[Stored records]
--- Begin ---

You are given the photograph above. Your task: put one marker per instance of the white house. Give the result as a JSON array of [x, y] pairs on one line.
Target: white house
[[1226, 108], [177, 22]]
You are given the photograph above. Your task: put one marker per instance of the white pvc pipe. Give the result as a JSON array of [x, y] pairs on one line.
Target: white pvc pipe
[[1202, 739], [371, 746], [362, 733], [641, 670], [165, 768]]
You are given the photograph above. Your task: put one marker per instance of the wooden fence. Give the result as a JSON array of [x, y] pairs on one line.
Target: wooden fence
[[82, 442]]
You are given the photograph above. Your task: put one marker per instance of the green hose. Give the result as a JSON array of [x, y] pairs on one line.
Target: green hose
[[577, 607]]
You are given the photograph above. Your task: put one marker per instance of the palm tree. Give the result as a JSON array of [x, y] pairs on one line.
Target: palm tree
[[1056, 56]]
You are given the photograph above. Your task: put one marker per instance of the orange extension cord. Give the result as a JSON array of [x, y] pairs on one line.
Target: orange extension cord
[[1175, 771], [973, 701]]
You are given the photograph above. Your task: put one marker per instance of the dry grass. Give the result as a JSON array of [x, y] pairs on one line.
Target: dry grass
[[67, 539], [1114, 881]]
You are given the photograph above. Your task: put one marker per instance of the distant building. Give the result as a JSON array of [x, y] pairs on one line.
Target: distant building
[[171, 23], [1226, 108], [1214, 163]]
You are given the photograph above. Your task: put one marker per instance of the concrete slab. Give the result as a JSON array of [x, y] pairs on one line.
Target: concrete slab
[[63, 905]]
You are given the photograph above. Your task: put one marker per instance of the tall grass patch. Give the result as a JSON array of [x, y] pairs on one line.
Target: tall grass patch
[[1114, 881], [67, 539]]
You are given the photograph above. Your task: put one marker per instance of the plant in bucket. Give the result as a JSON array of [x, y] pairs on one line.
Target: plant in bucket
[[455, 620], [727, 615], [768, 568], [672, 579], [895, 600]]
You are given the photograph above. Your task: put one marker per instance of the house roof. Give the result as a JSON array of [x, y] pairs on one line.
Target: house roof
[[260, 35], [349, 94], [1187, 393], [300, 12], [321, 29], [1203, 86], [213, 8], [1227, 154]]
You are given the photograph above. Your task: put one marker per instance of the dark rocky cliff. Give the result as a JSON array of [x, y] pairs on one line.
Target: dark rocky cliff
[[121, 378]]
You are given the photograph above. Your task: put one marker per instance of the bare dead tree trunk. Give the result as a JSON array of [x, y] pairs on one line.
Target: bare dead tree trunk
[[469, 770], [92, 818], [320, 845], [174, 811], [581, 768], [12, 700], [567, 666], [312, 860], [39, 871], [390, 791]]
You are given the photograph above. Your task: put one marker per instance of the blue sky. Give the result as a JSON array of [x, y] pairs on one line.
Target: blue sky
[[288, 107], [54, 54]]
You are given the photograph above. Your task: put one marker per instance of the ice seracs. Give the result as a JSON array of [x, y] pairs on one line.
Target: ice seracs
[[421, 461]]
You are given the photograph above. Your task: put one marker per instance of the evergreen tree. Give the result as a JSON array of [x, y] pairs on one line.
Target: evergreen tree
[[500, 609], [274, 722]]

--- End ---

• [TASK TO CARRY OUT]: Can you change "white house" to "red barn" in the records from the first line up to and including the line with "[[1226, 108], [177, 22]]", keeping everything else the same? Return only those lines.

• [FINAL ANSWER]:
You are given the photograph above. Your task: put one marker per instance of the red barn. Give the result as a JSON array of [x, y] pairs on one line.
Target: red barn
[[1226, 108], [177, 22]]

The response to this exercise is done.